(Saved data entries)

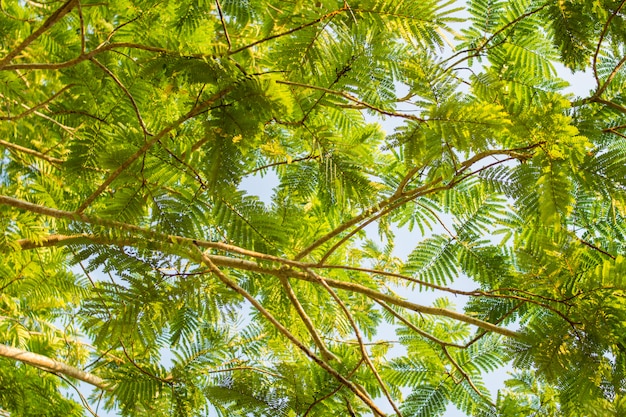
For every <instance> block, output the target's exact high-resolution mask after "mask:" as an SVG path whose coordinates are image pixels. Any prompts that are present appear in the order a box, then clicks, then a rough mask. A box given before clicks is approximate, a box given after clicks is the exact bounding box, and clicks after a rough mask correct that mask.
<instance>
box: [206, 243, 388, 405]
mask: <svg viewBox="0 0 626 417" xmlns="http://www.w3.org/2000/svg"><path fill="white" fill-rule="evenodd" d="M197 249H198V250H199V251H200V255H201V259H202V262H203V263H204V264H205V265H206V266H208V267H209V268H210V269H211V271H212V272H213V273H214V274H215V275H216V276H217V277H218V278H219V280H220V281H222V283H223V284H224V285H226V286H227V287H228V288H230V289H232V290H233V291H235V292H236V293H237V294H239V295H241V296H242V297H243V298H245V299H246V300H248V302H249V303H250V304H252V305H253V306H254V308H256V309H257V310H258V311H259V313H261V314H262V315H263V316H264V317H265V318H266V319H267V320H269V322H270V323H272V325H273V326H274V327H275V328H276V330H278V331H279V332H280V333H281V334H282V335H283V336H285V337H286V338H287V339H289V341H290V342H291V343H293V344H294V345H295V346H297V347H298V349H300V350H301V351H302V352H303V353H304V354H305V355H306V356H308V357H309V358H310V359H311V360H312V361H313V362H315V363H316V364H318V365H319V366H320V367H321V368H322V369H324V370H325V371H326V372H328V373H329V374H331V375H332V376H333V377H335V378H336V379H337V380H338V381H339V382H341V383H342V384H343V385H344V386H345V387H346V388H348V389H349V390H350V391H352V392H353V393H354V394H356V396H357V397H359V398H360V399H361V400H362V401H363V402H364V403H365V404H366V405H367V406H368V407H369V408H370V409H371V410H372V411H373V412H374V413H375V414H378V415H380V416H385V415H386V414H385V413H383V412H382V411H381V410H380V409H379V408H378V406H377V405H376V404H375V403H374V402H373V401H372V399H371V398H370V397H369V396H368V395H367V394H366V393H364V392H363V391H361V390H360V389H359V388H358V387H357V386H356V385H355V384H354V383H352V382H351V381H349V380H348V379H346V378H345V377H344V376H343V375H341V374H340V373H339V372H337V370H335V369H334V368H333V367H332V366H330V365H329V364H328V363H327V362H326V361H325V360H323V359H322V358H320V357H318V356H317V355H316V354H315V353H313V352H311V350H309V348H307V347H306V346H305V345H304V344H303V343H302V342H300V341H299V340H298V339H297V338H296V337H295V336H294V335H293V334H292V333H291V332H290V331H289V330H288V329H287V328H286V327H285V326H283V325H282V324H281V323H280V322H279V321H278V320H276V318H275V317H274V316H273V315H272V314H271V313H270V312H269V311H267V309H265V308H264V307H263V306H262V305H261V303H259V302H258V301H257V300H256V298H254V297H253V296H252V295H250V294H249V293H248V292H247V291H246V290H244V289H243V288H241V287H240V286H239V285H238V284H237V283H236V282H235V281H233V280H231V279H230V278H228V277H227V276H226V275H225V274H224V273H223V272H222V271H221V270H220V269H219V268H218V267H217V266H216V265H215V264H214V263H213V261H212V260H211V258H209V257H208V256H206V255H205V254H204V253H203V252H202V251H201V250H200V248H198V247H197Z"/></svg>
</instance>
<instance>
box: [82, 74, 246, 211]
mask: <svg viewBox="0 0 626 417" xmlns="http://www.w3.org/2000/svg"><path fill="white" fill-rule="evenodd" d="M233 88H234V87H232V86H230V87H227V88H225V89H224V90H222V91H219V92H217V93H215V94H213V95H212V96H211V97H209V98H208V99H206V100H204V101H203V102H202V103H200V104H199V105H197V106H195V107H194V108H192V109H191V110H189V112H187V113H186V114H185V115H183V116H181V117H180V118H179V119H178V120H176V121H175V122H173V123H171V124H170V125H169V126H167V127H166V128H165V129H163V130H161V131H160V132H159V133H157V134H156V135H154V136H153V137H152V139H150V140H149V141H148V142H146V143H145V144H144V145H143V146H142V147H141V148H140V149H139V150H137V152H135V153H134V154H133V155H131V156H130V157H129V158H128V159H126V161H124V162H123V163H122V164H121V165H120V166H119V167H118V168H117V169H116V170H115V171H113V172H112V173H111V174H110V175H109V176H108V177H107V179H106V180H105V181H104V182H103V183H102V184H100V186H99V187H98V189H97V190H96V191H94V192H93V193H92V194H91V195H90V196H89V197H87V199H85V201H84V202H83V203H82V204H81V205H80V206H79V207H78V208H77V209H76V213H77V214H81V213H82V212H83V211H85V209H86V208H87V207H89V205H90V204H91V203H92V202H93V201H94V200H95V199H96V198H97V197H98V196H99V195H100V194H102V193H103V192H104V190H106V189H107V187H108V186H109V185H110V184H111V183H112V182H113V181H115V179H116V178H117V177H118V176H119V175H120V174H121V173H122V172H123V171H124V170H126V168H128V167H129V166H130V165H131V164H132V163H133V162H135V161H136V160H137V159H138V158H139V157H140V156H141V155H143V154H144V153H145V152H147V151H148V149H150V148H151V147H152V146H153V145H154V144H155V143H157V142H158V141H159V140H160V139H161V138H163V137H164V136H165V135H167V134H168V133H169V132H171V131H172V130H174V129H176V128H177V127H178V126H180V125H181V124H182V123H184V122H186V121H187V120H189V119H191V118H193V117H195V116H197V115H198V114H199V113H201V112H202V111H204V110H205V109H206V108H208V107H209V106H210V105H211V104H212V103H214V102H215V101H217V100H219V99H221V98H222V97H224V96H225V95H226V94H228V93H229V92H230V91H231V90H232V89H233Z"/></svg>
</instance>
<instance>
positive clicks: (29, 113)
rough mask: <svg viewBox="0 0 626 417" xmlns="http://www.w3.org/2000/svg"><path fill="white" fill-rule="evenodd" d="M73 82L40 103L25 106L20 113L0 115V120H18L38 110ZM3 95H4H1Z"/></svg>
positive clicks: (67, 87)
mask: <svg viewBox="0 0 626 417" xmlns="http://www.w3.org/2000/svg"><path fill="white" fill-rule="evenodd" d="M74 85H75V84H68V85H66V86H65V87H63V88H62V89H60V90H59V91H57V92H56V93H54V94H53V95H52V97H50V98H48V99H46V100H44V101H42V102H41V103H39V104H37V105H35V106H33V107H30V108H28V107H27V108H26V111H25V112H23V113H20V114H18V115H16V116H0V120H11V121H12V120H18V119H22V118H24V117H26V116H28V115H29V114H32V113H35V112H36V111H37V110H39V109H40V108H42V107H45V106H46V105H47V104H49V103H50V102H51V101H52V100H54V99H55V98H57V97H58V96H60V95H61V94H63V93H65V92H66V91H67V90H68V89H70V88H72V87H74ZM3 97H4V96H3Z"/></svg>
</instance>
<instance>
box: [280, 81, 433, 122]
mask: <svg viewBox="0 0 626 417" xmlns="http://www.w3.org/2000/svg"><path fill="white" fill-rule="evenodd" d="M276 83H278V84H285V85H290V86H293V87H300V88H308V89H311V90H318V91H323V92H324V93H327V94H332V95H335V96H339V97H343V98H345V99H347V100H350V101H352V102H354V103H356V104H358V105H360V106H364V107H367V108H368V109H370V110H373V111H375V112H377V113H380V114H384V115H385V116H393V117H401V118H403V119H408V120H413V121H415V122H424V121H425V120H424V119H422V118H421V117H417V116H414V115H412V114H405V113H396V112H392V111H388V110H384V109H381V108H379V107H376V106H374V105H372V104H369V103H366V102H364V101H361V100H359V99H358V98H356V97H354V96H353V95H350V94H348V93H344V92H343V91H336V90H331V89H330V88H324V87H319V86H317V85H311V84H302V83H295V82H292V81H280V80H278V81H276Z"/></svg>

◆ Assignment
Copy each entry exactly as written, and drop the pictures from the copy.

◆ Reply to the exercise
For every <instance> block, output the target's exact high-resolution mask after "mask:" as an SVG path whose coordinates are image pixels. Any prompts that are present appear in the order a box, then clicks, then a rough mask. A box given before clicks is approximate, a box given after clicks is the exact bounding box, and clicks after a rough mask correct that mask.
<instance>
box: [206, 243, 388, 405]
mask: <svg viewBox="0 0 626 417" xmlns="http://www.w3.org/2000/svg"><path fill="white" fill-rule="evenodd" d="M197 249H198V250H199V251H200V255H201V259H202V262H203V263H204V264H205V265H206V266H208V267H209V268H210V269H211V271H212V272H213V273H214V274H215V275H216V276H217V277H218V278H219V280H220V281H222V283H223V284H224V285H226V286H227V287H228V288H230V289H232V290H233V291H235V292H236V293H237V294H239V295H241V296H242V297H243V298H245V299H246V300H248V302H249V303H250V304H252V305H253V306H254V308H256V309H257V310H258V311H259V313H261V314H262V315H263V316H264V317H265V318H266V319H267V320H269V322H270V323H272V325H273V326H274V327H275V328H276V330H278V331H279V332H280V333H281V334H282V335H283V336H285V337H286V338H287V339H289V341H290V342H291V343H293V344H294V345H295V346H297V347H298V349H300V350H301V351H302V352H303V353H304V354H305V355H306V356H308V357H309V358H310V359H311V360H312V361H313V362H315V363H316V364H318V365H319V366H320V367H321V368H322V369H324V370H325V371H326V372H328V373H329V374H331V375H332V376H333V377H335V378H336V379H337V380H338V381H339V382H341V383H342V384H343V385H344V386H345V387H346V388H348V389H349V390H350V391H352V392H353V393H354V394H356V396H357V397H359V398H360V399H361V400H362V401H363V402H364V403H365V404H366V405H367V406H368V407H369V408H370V409H371V410H372V411H373V412H374V413H375V414H378V415H380V416H385V415H386V414H385V413H383V412H382V411H381V410H380V409H379V408H378V406H377V405H376V404H375V403H374V402H373V401H372V399H371V398H370V397H369V396H368V395H367V394H366V393H364V392H363V391H361V390H360V389H359V388H358V387H357V386H356V385H355V384H354V383H352V382H351V381H349V380H348V379H346V378H345V377H344V376H343V375H341V374H340V373H339V372H337V370H335V369H334V368H333V367H332V366H330V365H329V364H328V363H327V362H326V361H325V360H323V359H322V358H320V357H318V356H317V355H316V354H315V353H313V352H311V350H309V348H307V347H306V346H305V345H304V344H303V343H302V342H300V341H299V340H298V339H297V338H296V337H295V336H294V335H293V334H292V333H291V332H290V331H289V330H288V329H287V328H286V327H285V326H283V325H282V324H281V323H280V322H279V321H278V320H276V318H275V317H274V316H273V315H272V314H271V313H270V312H269V311H267V309H265V308H264V307H263V306H262V305H261V303H259V302H258V301H257V300H256V298H254V297H253V296H252V295H250V294H249V293H248V292H247V291H246V290H244V289H243V288H241V287H240V286H239V285H238V284H237V283H236V282H235V281H233V280H231V279H230V278H228V277H227V276H226V275H225V274H224V273H223V272H222V271H221V270H220V269H219V268H218V267H217V266H216V265H215V264H214V263H213V261H212V260H211V258H209V257H208V256H206V255H205V254H204V253H203V252H202V251H201V250H200V248H198V247H197Z"/></svg>
</instance>
<instance>
box: [82, 74, 246, 211]
mask: <svg viewBox="0 0 626 417" xmlns="http://www.w3.org/2000/svg"><path fill="white" fill-rule="evenodd" d="M233 88H234V87H232V86H230V87H227V88H225V89H224V90H222V91H219V92H217V93H215V94H213V95H212V96H211V97H209V98H208V99H206V100H204V101H203V102H202V103H200V104H199V105H197V106H195V107H194V108H192V109H191V110H189V112H187V113H186V114H185V115H183V116H181V117H180V118H179V119H178V120H176V121H175V122H173V123H171V124H170V125H169V126H167V127H166V128H165V129H163V130H161V131H160V132H159V133H157V134H156V135H154V136H153V137H152V139H150V140H149V141H148V142H146V143H145V144H144V145H143V146H142V147H141V148H140V149H139V150H137V152H135V153H134V154H133V155H131V156H130V157H129V158H128V159H126V161H124V162H123V163H122V164H121V165H120V166H119V167H118V168H117V169H116V170H115V171H113V172H112V173H111V174H110V175H109V176H108V177H107V179H106V180H105V181H104V182H103V183H102V184H100V186H99V187H98V189H97V190H96V191H94V192H93V193H92V194H91V195H90V196H89V197H87V199H85V201H84V202H83V203H82V204H81V205H80V206H79V207H78V208H77V209H76V213H77V214H81V213H82V212H83V211H85V209H86V208H87V207H89V205H90V204H91V203H92V202H93V201H94V200H95V199H96V198H97V197H98V196H99V195H100V194H102V193H103V192H104V190H106V189H107V187H108V186H109V185H110V184H111V183H112V182H113V181H115V179H116V178H117V177H118V176H119V175H120V174H121V173H122V172H123V171H124V170H126V168H128V167H129V166H130V165H131V164H132V163H133V162H135V161H136V160H137V159H138V158H139V157H140V156H141V155H143V154H144V153H145V152H147V151H148V149H150V148H151V147H152V146H153V145H154V144H155V143H157V142H158V141H159V140H160V139H161V138H163V137H164V136H165V135H167V134H168V133H169V132H171V131H172V130H174V129H176V128H177V127H178V126H180V125H181V124H182V123H184V122H186V121H187V120H189V119H191V118H193V117H195V116H197V115H198V114H199V113H201V112H202V111H204V110H205V109H206V108H208V107H209V106H210V105H211V104H212V103H214V102H215V101H217V100H219V99H221V98H222V97H224V96H225V95H226V94H228V93H229V92H230V91H231V90H232V89H233Z"/></svg>
</instance>
<instance>
positive clicks: (29, 113)
rough mask: <svg viewBox="0 0 626 417" xmlns="http://www.w3.org/2000/svg"><path fill="white" fill-rule="evenodd" d="M73 82L40 103L25 106L20 113L0 115V120H18L38 110ZM3 95H4H1Z"/></svg>
positive clicks: (67, 87)
mask: <svg viewBox="0 0 626 417" xmlns="http://www.w3.org/2000/svg"><path fill="white" fill-rule="evenodd" d="M74 85H75V84H68V85H66V86H65V87H63V88H62V89H60V90H59V91H57V92H56V93H54V94H53V95H52V97H50V98H48V99H46V100H44V101H42V102H41V103H39V104H37V105H35V106H33V107H30V108H28V107H27V108H26V111H25V112H23V113H20V114H18V115H16V116H0V120H11V121H12V120H18V119H22V118H24V117H26V116H28V115H29V114H32V113H35V112H36V111H37V110H39V109H40V108H42V107H45V106H46V105H47V104H49V103H50V102H51V101H52V100H54V99H55V98H57V97H58V96H60V95H61V94H63V93H65V92H66V91H67V90H68V89H70V88H72V87H74ZM3 97H4V96H3Z"/></svg>
</instance>
<instance>
box: [280, 81, 433, 122]
mask: <svg viewBox="0 0 626 417" xmlns="http://www.w3.org/2000/svg"><path fill="white" fill-rule="evenodd" d="M276 83H278V84H285V85H290V86H293V87H300V88H308V89H311V90H318V91H323V92H324V93H327V94H332V95H335V96H339V97H343V98H345V99H347V100H350V101H352V102H354V103H356V104H358V105H360V106H364V107H367V108H368V109H370V110H373V111H375V112H377V113H380V114H384V115H385V116H393V117H401V118H403V119H408V120H413V121H415V122H424V121H425V120H424V119H422V118H421V117H417V116H414V115H412V114H405V113H396V112H392V111H388V110H384V109H381V108H379V107H376V106H374V105H372V104H369V103H366V102H364V101H361V100H359V99H358V98H356V97H354V96H353V95H350V94H348V93H344V92H343V91H336V90H331V89H330V88H324V87H319V86H317V85H311V84H302V83H295V82H292V81H280V80H278V81H276Z"/></svg>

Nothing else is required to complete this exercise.